> **ACTIVITY**:
Reproduce the lease amendment excerpt below word for word and in full, leaving out the data that follows it.

> **PAGE EXCERPT**:
=== Begin Enclosure ===
Exhibit 10.54

*Portions of the exhibit have been excluded because it is both not material and is the type of information that the registrant treats as private or confidential.

FOURTH AMENDMENT TO LEASE

THIS FOURTH AMENDMENT TO LEASE dated February 26, 2025, is made by and between Altman Investment Company, LLC (“Landlord”) and Capricor Therapeutics, Inc. (“Lessee”).

A.WHEREAS, Landlord and Lessee entered into that certain Lease Agreement (the “Original Lease”) dated for reference purposes July 16, 2021, for the lease of a portion of the ground floor of the Building located at 10865 Road to the Cure, Ste. 150, San Diego, California 92121, consisting of 9,396 rentable square feet (the “Original Premises”). Under the terms of the Original Lease, Lessee’s share of the Common Area Operating Expenses was [***]%.

B.WHEREAS, Landlord and Lessee entered into an amendment to the Original Lease dated June 8, 2022 (the “First Amendment”) pursuant to which the rentable square footage of the Original Premises was increased from 9,396 to 9,485 square feet and the Base Rent was increased to $49,322 per month effective July 1, 2022.1

C.WHEREAS, Landlord and Lessee entered into a second Amendment to the Original Lease dated September 8, 2022 (the “Second Amendment”) pursuant to which the rentable square footage of the Original Premises was increased from 9,485 square feet to 9,605 square feet and the Base Rent was increased to $51,444 per month plus the annual increase pursuant to the Original Lease.
=== End Enclosure ===
> **GIVEN ENTRIES**:
=== Begin Enclosure ===
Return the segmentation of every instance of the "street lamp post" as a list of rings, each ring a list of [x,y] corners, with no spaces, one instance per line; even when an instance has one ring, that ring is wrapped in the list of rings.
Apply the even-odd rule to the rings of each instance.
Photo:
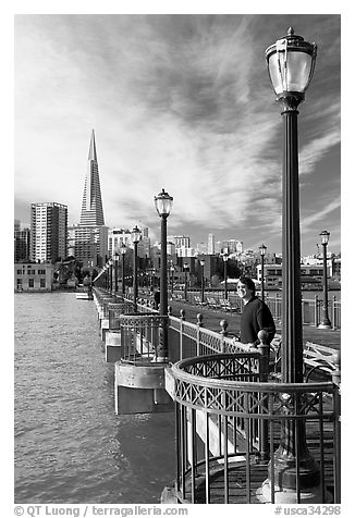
=== End Enclosure ===
=== Begin Enclosure ===
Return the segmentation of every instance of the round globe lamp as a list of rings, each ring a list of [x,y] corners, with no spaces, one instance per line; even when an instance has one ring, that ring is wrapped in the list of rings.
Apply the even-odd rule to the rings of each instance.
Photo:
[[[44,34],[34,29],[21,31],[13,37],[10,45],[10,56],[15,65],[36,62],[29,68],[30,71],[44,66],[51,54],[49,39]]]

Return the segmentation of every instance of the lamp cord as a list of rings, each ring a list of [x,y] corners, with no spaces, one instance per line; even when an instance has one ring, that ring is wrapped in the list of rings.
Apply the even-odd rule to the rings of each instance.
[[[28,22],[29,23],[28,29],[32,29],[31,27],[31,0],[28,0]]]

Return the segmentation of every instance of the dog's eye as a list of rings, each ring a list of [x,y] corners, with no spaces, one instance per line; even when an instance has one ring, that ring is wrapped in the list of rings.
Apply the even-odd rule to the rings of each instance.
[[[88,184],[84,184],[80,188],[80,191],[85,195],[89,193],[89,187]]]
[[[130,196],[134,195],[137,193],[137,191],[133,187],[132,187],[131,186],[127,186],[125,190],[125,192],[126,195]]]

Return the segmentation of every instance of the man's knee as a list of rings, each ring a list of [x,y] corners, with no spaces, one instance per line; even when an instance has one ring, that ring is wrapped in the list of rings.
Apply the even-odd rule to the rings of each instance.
=== End Enclosure ===
=== Begin Enclosure ===
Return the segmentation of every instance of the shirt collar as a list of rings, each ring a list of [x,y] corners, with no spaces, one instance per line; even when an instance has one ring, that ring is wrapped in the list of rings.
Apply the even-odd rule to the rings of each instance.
=== End Enclosure ===
> **ANSWER TO THIS PROBLEM**:
Exhibit 10.54

*Portions of the exhibit have been excluded because it is both not material and is the type of information that the registrant treats as private or confidential.

FOURTH AMENDMENT TO LEASE

THIS FOURTH AMENDMENT TO LEASE dated February 26, 2025, is made by and between Altman Investment Company, LLC (“Landlord”) and Capricor Therapeutics, Inc. (“Lessee”).

A.WHEREAS, Landlord and Lessee entered into that certain Lease Agreement (the “Original Lease”) dated for reference purposes July 16, 2021, for the lease of a portion of the ground floor of the Building located at 10865 Road to the Cure, Ste. 150, San Diego, California 92121, consisting of 9,396 rentable square feet (the “Original Premises”). Under the terms of the Original Lease, Lessee’s share of the Common Area Operating Expenses was [***]%.

B.WHEREAS, Landlord and Lessee entered into an amendment to the Original Lease dated June 8, 2022 (the “First Amendment”) pursuant to which the rentable square footage of the Original Premises was increased from 9,396 to 9,485 square feet and the Base Rent was increased to $49,322 per month effective July 1, 2022.1

C.WHEREAS, Landlord and Lessee entered into a second Amendment to the Original Lease dated September 8, 2022 (the “Second Amendment”) pursuant to which the rentable square footage of the Original Premises was increased from 9,485 square feet to 9,605 square feet and the Base Rent was increased to $51,444 per month plus the annual increase pursuant to the Original Lease.